-- EXCERPT PROVIDED --
=== Section Start ===

Large blood vessel on upper limb

The brachial artery is the major blood vessel of the (upper) arm. It is the continuation of the axillary artery beyond the lower margin of teres major muscle. It continues down the ventral surface of the arm until it reaches the cubital fossa at the elbow. It then divides into the radial and ulnar arteries which run down the forearm. In some individuals, the bifurcation occurs much earlier and the ulnar and radial arteries extend through the upper arm. The pulse of the brachial artery is palpable on the anterior aspect of the elbow, medial to the tendon of the biceps, and, with the use of a stethoscope and sphygmomanometer (blood pressure cuff), often used to measure the blood pressure.

The brachial artery is closely related to the median nerve; in proximal regions, the median nerve is immediately lateral to the brachial artery. Distally, the median nerve crosses the medial side of the brachial artery and lies anterior to the elbow joint.

==Structure==
The brachial artery gives rise to the following branches:

- Profunda brachii artery (deep brachial artery)

=== Section End ===

-- INPUT DATA --
=== Section Start ===

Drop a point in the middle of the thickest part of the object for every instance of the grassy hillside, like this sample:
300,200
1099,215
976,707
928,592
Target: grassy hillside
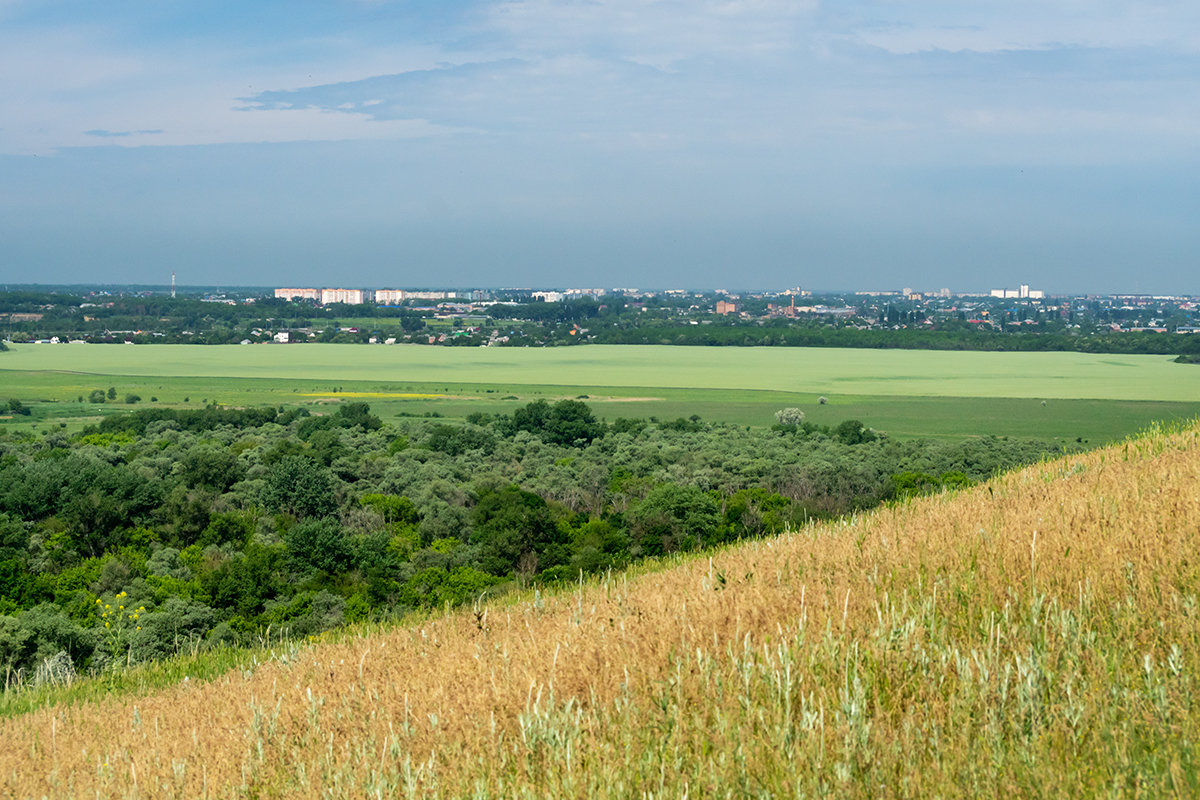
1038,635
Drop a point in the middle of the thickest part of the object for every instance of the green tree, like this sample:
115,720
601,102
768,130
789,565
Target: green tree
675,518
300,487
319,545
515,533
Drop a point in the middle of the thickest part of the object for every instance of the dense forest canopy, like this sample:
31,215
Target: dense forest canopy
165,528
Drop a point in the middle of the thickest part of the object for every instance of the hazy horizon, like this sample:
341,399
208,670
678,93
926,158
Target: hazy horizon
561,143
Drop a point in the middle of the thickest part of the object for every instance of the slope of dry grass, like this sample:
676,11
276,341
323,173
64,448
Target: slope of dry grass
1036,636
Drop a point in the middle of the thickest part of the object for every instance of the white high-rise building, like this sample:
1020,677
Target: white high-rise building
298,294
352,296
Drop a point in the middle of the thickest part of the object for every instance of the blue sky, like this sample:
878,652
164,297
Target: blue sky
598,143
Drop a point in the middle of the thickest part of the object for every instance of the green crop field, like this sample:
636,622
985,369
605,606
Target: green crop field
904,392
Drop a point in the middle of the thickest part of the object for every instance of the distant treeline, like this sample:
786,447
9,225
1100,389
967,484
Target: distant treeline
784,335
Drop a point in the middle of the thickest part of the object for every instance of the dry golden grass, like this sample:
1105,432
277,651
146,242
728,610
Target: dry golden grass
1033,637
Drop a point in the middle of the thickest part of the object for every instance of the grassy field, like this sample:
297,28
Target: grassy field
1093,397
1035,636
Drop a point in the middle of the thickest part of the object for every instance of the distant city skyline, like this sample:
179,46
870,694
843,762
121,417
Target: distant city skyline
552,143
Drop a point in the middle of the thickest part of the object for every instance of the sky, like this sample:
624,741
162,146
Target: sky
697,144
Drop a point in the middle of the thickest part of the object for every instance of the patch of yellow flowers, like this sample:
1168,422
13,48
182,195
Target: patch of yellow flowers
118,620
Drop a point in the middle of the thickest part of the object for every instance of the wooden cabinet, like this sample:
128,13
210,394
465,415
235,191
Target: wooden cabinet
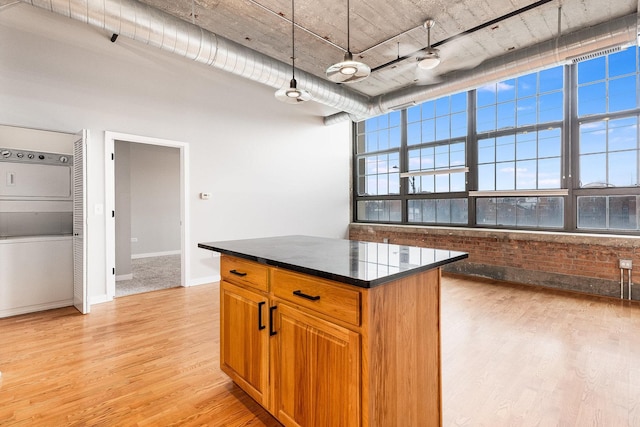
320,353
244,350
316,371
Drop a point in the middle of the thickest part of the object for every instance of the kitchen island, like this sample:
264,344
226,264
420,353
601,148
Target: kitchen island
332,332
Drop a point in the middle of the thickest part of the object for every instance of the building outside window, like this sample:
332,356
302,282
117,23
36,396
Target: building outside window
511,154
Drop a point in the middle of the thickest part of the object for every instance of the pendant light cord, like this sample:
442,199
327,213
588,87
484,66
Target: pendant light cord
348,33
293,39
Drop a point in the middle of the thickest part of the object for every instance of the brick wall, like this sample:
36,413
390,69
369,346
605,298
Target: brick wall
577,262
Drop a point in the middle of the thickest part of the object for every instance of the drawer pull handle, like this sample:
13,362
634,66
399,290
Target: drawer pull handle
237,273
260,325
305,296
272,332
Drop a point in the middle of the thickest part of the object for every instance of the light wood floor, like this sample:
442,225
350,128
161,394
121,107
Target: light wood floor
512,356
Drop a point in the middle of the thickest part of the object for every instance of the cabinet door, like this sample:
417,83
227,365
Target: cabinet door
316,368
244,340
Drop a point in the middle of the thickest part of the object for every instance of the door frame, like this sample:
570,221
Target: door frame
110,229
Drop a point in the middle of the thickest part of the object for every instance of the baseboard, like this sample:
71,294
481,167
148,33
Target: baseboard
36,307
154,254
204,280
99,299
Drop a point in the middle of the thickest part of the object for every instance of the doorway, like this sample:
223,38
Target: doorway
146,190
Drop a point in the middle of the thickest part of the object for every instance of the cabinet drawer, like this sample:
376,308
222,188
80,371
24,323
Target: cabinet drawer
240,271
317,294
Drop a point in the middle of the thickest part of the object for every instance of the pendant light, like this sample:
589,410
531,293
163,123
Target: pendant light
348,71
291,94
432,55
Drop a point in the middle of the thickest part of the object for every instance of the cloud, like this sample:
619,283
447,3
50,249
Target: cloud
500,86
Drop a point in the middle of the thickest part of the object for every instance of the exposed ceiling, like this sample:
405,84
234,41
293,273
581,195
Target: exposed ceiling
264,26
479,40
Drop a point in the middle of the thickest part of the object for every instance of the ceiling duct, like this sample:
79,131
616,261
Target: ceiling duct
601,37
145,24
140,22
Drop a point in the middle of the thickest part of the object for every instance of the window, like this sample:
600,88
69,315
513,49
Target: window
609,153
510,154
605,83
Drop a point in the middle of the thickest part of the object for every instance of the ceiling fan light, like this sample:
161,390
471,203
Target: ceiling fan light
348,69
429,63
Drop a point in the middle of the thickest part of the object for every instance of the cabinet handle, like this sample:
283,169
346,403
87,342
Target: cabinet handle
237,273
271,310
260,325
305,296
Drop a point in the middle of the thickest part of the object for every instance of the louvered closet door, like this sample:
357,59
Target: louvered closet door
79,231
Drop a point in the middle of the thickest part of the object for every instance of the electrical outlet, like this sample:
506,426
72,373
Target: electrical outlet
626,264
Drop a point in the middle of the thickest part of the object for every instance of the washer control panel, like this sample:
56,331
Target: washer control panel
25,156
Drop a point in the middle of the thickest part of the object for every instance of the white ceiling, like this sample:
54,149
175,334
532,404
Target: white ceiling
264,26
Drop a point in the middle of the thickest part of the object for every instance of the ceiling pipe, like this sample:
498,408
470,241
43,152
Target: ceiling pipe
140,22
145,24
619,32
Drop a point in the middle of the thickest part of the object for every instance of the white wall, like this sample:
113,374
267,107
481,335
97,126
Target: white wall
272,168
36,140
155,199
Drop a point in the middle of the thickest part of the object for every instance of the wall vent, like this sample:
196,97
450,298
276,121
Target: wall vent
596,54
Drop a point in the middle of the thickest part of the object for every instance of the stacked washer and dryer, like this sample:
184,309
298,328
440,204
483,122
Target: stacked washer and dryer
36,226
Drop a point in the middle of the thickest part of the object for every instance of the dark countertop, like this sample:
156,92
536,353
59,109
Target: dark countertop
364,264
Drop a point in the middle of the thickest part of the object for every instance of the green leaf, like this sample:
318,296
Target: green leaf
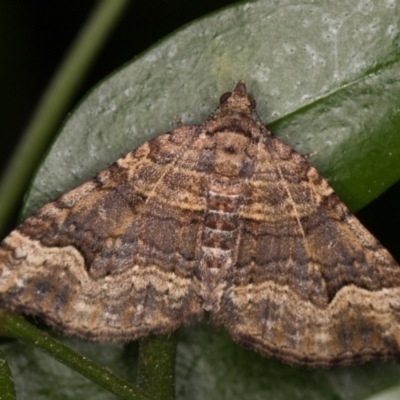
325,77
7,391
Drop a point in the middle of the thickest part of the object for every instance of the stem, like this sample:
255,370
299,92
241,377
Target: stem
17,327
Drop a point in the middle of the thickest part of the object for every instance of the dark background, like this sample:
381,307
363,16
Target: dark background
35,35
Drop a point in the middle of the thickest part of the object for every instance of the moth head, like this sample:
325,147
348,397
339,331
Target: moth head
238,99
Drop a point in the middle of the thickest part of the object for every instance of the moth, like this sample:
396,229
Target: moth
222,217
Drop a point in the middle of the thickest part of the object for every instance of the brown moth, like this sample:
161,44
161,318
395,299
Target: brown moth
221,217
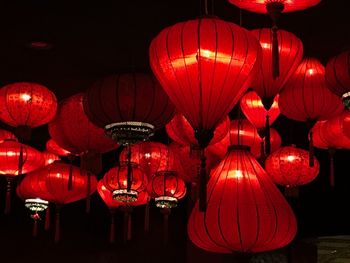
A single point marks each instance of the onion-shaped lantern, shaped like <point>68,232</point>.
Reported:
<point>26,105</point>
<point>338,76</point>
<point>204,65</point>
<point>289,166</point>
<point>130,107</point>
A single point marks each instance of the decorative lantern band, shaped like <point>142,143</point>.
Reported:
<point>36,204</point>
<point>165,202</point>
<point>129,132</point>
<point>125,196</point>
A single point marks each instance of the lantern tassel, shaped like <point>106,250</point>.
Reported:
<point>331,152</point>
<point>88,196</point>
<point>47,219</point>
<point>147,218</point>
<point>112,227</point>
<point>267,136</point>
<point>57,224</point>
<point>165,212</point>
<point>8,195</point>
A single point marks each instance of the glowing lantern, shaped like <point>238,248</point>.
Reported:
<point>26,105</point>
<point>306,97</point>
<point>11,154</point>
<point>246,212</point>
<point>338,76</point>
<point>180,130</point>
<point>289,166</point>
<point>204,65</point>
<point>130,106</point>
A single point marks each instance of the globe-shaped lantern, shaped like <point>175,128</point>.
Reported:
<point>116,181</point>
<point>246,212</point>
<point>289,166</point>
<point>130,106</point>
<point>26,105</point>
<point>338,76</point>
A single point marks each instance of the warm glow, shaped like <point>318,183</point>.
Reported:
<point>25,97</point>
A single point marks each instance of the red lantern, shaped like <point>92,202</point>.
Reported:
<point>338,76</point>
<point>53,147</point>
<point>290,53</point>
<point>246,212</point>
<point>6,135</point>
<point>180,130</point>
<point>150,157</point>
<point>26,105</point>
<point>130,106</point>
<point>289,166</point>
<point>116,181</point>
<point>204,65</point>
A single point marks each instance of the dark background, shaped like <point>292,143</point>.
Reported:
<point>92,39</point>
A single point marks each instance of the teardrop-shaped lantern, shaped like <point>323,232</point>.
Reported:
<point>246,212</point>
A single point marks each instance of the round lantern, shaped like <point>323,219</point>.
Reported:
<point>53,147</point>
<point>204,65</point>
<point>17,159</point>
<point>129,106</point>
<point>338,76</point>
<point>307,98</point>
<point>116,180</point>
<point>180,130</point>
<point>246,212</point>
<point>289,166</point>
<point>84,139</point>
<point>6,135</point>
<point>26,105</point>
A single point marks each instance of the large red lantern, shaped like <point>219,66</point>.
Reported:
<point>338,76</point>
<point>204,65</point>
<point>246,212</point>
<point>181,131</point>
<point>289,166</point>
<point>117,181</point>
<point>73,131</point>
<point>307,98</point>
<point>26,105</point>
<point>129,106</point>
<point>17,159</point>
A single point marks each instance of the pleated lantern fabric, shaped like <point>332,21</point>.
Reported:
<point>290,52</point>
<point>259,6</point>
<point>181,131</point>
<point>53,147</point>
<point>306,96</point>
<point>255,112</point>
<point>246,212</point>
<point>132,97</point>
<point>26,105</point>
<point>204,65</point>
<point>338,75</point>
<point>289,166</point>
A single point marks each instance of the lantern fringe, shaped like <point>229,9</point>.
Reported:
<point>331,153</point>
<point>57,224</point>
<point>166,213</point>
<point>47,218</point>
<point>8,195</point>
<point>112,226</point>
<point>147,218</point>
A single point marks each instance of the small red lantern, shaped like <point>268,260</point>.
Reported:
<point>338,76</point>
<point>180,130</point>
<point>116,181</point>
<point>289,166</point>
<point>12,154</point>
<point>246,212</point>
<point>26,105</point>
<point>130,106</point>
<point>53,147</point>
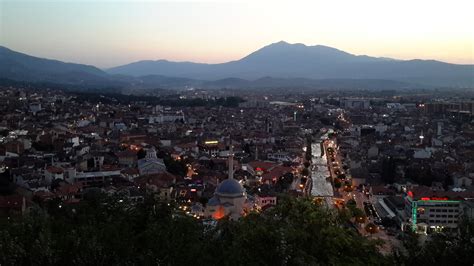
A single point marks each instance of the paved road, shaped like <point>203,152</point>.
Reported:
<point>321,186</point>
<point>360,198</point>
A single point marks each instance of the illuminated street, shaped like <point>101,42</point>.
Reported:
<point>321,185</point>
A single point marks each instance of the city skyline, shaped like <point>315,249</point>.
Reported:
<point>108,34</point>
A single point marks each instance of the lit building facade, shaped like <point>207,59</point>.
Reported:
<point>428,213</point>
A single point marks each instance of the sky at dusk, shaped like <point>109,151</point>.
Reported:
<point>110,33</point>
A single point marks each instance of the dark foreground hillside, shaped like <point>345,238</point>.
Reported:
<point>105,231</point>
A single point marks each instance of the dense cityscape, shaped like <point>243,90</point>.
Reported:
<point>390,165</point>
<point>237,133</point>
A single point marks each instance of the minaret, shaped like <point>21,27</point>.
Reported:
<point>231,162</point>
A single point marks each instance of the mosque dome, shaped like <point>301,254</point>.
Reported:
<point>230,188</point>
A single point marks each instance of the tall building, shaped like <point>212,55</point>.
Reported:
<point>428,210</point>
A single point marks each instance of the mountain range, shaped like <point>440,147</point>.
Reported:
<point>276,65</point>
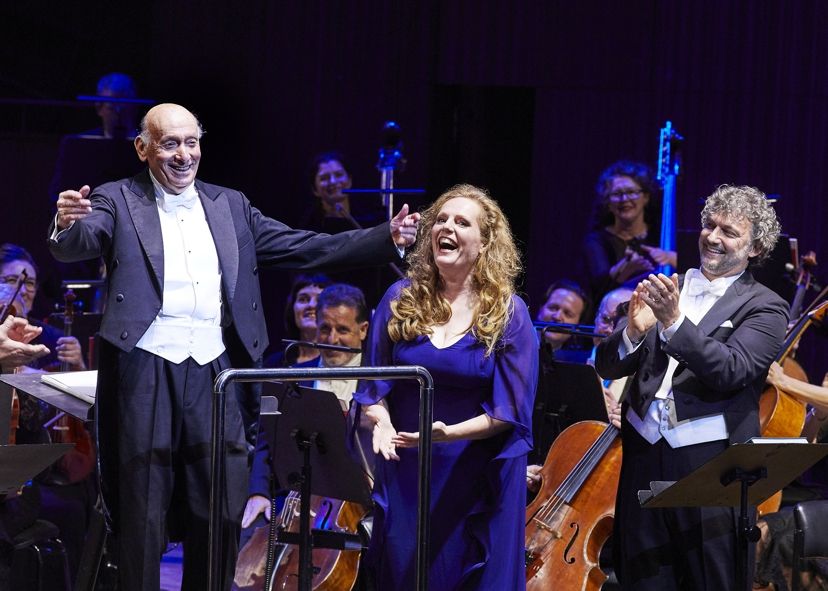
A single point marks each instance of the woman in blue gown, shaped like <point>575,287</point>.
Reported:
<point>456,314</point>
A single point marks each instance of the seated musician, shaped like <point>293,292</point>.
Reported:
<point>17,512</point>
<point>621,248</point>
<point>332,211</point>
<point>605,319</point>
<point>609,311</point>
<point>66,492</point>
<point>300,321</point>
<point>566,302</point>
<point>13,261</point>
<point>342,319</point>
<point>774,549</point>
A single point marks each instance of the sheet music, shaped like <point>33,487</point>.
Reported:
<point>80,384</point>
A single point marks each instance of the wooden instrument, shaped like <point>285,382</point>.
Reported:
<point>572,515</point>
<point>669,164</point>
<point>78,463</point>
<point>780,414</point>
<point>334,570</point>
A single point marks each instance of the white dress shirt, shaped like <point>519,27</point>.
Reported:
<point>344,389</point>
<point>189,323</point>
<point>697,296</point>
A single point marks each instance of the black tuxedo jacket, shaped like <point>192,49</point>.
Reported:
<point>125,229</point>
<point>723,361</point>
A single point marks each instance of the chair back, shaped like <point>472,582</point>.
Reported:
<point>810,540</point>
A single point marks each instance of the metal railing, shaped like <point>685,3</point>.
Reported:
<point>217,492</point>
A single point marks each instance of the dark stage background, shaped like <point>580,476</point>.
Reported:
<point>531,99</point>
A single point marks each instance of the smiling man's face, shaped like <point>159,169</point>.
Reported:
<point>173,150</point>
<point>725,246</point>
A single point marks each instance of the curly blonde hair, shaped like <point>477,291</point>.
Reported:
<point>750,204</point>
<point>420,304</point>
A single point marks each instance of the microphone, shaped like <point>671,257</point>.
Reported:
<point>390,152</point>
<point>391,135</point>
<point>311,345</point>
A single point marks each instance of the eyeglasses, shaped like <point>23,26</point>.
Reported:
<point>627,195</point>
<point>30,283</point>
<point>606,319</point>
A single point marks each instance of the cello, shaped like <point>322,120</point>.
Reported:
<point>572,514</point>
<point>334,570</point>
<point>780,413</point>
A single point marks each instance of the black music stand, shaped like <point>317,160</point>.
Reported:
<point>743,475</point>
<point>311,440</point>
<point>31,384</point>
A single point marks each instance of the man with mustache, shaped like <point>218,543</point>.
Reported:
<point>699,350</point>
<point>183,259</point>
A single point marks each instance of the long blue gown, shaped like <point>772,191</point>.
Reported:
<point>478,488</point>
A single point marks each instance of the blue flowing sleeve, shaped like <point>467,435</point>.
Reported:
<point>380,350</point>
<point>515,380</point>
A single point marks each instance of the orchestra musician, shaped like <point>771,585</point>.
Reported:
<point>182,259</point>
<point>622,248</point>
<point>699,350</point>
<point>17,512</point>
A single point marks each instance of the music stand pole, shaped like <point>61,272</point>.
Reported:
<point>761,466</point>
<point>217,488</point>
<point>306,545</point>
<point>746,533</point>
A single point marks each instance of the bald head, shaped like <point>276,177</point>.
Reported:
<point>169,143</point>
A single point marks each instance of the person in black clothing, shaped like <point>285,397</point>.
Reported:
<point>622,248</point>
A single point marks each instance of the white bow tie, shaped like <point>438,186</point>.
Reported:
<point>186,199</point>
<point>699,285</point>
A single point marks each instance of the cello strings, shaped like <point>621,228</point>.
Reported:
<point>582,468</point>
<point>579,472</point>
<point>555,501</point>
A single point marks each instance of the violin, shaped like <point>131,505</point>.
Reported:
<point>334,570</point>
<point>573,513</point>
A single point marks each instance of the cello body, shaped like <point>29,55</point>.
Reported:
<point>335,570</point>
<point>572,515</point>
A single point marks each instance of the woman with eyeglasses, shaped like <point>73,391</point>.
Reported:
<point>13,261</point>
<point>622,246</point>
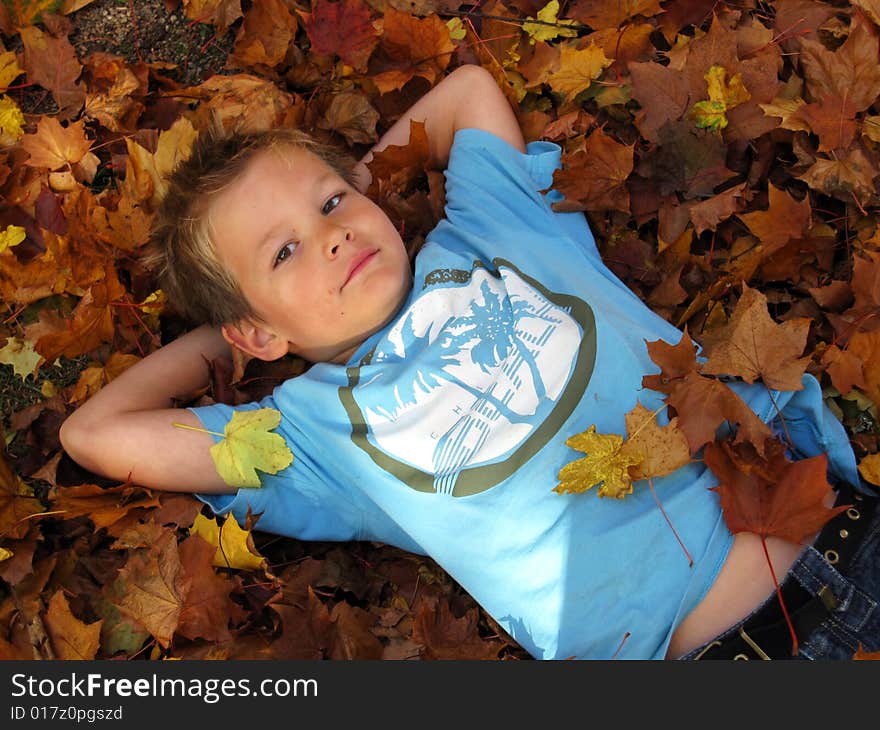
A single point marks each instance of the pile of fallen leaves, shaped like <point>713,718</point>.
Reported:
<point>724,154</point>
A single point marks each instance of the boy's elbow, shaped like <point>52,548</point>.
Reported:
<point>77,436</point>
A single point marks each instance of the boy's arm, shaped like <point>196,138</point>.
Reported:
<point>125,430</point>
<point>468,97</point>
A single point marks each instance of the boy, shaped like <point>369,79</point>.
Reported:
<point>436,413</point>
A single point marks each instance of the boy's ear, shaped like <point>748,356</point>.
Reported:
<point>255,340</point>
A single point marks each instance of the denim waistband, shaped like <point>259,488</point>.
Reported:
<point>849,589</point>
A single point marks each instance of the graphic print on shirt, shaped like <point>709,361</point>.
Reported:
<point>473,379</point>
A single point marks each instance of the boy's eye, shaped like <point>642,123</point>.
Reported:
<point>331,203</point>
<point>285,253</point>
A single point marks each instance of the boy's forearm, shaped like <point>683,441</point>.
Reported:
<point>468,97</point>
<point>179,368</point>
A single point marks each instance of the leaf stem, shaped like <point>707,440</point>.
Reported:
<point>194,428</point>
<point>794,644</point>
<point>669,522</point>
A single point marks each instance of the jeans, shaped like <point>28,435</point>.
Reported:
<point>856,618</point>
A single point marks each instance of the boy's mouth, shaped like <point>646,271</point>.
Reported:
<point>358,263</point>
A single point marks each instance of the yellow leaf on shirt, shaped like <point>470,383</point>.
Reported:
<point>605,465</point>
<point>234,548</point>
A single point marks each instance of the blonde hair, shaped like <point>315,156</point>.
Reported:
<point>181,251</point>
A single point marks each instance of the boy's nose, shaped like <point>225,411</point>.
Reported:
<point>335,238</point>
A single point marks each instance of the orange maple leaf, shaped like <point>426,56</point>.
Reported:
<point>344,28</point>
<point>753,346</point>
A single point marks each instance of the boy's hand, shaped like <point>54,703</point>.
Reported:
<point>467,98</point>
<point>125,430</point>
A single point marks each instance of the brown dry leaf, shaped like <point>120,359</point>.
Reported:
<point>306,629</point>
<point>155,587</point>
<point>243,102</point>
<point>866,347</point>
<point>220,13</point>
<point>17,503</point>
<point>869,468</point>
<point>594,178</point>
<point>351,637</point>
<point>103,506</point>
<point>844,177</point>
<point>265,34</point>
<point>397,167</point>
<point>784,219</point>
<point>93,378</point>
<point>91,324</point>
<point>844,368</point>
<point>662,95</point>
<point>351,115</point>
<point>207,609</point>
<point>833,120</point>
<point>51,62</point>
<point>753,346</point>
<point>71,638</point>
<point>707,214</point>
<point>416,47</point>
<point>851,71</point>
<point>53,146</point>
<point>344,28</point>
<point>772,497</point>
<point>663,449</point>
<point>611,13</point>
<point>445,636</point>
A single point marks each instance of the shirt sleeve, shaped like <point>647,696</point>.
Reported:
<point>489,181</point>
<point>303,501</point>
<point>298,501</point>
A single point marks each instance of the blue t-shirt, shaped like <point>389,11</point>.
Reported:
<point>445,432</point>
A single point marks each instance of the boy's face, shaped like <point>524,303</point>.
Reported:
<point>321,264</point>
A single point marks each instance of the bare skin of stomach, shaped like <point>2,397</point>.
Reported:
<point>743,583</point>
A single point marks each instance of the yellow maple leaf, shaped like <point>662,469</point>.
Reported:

=== Section End ===

-- AIM OF THE TASK --
From the brachial artery text, extract the stretch from "Large blood vessel" through "the blood pressure." word for word.

-- REPLY --
Large blood vessel on upper limb

The brachial artery is the major blood vessel of the (upper) arm. It is the continuation of the axillary artery beyond the lower margin of teres major muscle. It continues down the ventral surface of the arm until it reaches the cubital fossa at the elbow. It then divides into the radial and ulnar arteries which run down the forearm. In some individuals, the bifurcation occurs much earlier and the ulnar and radial arteries extend through the upper arm. The pulse of the brachial artery is palpable on the anterior aspect of the elbow, medial to the tendon of the biceps, and, with the use of a stethoscope and sphygmomanometer (blood pressure cuff), often used to measure the blood pressure.